▸ **Your task**
Rewrite every one of the records below as a numbered list with one line per item and no blank lines, leaving out the picture.

▸ **Records**
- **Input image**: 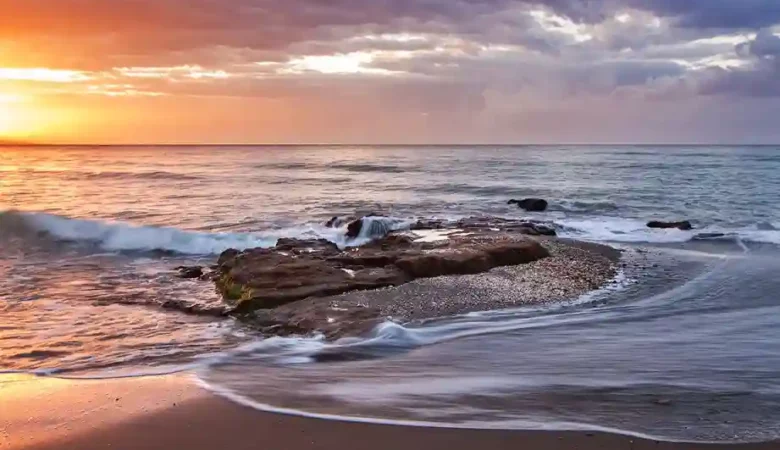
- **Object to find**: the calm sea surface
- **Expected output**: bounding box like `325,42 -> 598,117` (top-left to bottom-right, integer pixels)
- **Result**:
0,146 -> 780,441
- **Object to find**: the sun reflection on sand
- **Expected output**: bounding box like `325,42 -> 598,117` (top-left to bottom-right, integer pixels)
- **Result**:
0,375 -> 203,449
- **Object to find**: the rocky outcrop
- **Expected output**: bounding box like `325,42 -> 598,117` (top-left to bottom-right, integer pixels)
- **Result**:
647,220 -> 693,231
509,198 -> 548,212
215,232 -> 549,313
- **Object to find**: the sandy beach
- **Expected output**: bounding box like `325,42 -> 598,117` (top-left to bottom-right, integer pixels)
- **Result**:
0,375 -> 780,450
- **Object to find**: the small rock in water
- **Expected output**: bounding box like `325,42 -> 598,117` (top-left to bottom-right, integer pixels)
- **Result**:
693,233 -> 726,241
509,198 -> 548,212
176,266 -> 203,279
347,219 -> 363,239
647,220 -> 693,231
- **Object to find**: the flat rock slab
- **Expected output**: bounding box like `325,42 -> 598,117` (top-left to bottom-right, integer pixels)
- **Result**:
215,230 -> 550,314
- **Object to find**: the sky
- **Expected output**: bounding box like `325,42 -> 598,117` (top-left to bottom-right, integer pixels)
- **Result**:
0,0 -> 780,144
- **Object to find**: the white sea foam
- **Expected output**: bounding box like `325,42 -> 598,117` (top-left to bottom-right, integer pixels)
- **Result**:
0,211 -> 418,255
11,213 -> 277,254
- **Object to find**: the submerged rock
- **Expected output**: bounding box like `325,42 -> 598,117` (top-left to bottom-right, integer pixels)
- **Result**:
176,266 -> 203,279
456,217 -> 557,236
647,220 -> 693,231
215,230 -> 549,313
509,198 -> 549,212
346,216 -> 392,239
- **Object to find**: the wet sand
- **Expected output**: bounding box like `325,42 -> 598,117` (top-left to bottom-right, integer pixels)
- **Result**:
0,376 -> 780,450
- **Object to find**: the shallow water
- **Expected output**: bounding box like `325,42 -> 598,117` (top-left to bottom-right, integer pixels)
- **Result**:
0,147 -> 780,441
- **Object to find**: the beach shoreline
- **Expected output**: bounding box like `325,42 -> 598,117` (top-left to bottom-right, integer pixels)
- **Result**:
0,375 -> 780,450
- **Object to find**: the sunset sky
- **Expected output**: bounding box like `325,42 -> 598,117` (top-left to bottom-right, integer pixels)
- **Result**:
0,0 -> 780,143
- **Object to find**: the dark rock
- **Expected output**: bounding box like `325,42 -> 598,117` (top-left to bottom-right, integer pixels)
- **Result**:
347,219 -> 363,239
325,216 -> 340,228
456,217 -> 557,236
176,266 -> 203,279
647,220 -> 693,231
508,198 -> 549,212
217,248 -> 241,267
409,219 -> 444,231
693,233 -> 727,241
160,299 -> 230,317
346,216 -> 392,239
325,216 -> 357,228
215,233 -> 549,314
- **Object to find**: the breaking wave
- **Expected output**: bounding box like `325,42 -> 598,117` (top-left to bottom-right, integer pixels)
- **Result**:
0,211 -> 409,255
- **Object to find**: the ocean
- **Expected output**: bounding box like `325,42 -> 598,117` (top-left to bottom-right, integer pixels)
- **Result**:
0,146 -> 780,442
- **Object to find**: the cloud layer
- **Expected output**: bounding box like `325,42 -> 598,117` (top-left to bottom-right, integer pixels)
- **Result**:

▸ **Solution below**
1. - **Input image**: 
2. - **Object to find**: the calm sea surface
3. - **Expected output**: bounding box like `325,42 -> 598,117` (top-left to bottom-right, integer pixels)
4. - **Result**:
5. 0,146 -> 780,441
6. - **Object to find**: the sun reflection on sand
7. - **Expected output**: bounding box like `325,42 -> 598,117` (top-left to bottom-right, integer pixels)
8. - **Result**:
9. 0,375 -> 203,449
10. - **Object to find**: the rocky outcrop
11. - **Expected output**: bounding box like `325,42 -> 598,117` (top-left to bottom-right, integer pixels)
12. - **Result**:
13. 647,220 -> 693,231
14. 509,198 -> 548,212
15. 215,232 -> 549,313
16. - **Object to find**: the sandy beach
17. - **Expected output**: bounding box like `325,42 -> 598,117` (top-left to bottom-right, integer pixels)
18. - **Result**:
19. 0,375 -> 780,450
20. - **Object to find**: the small rock in water
21. - **Expected output**: bounding box like `325,42 -> 598,117` (top-left to bottom-right, integer pixels)
22. - **Result**:
23. 693,233 -> 726,241
24. 509,198 -> 548,212
25. 176,266 -> 203,279
26. 347,219 -> 363,239
27. 647,220 -> 693,231
28. - **Object to find**: the flat rock slab
29. - **Expected output**: bounding box like `325,42 -> 598,117` (top-left to bottom-right, integer pixels)
30. - **Result**:
31. 215,230 -> 550,314
32. - **Object to find**: the sky
33. - **Expected output**: bounding box like `325,42 -> 598,117` (top-left to bottom-right, integer pixels)
34. - **Result**:
35. 0,0 -> 780,144
36. - **Object to find**: the white sea foam
37. - **Expected output**: bounding box like `325,42 -> 598,117` (top-left to bottom-right, integer pixels)
38. - **Result**:
39. 0,211 -> 418,255
40. 11,213 -> 277,254
41. - **Object to find**: the submerged rock
42. - **Expected output**: bounding box like `325,42 -> 598,117` (top-left to bottom-right, integer pixels)
43. - **Result**:
44. 176,266 -> 203,279
45. 456,217 -> 557,236
46. 647,220 -> 693,231
47. 215,230 -> 549,313
48. 509,198 -> 549,212
49. 346,216 -> 392,239
50. - **Object to find**: the wet sand
51. - **Expected output**: bounding box like `325,42 -> 598,117` (top-left to bottom-right, integer pixels)
52. - **Result**:
53. 0,376 -> 780,450
54. - **Object to find**: the shallow water
55. - **Expected output**: bounding box like `325,42 -> 598,117` (top-left to bottom-right, integer pixels)
56. - **Result**:
57. 0,147 -> 780,441
58. - **Object to find**: the beach shoreline
59. - **Expected output**: bounding box like `325,42 -> 598,117` (top-left to bottom-right, integer pixels)
60. - **Result**:
61. 0,375 -> 780,450
62. - **Object to find**: the sunset sky
63. - **Expected output**: bounding box like `325,42 -> 598,117` (top-left to bottom-right, integer pixels)
64. - **Result**:
65. 0,0 -> 780,143
66. - **Object to find**: the dark rock
67. - **Expected output**: bounding box like `325,42 -> 598,117` (top-left to bottom-right, integer pixels)
68. - **Result**:
69. 347,219 -> 363,239
70. 325,216 -> 340,228
71. 456,217 -> 557,236
72. 176,266 -> 203,279
73. 647,220 -> 693,231
74. 508,198 -> 549,212
75. 217,248 -> 241,267
76. 409,219 -> 444,231
77. 693,233 -> 727,241
78. 160,299 -> 230,317
79. 346,216 -> 392,239
80. 325,216 -> 357,228
81. 215,233 -> 549,314
82. - **Object to find**: the breaking wave
83. - **Expected output**: bounding box like `325,42 -> 598,117` (top-left to bottom-right, integer pixels)
84. - **Result**:
85. 0,211 -> 409,255
86. - **Object to find**: the ocean
87. - **Expected output**: bounding box like `325,42 -> 598,117` (top-left to bottom-right, integer pixels)
88. - **Result**:
89. 0,146 -> 780,442
90. - **Object to find**: the cloud layer
91. - **Expected output**: bounding box like `325,42 -> 598,117` (top-left to bottom-right, integer pixels)
92. - **Result**:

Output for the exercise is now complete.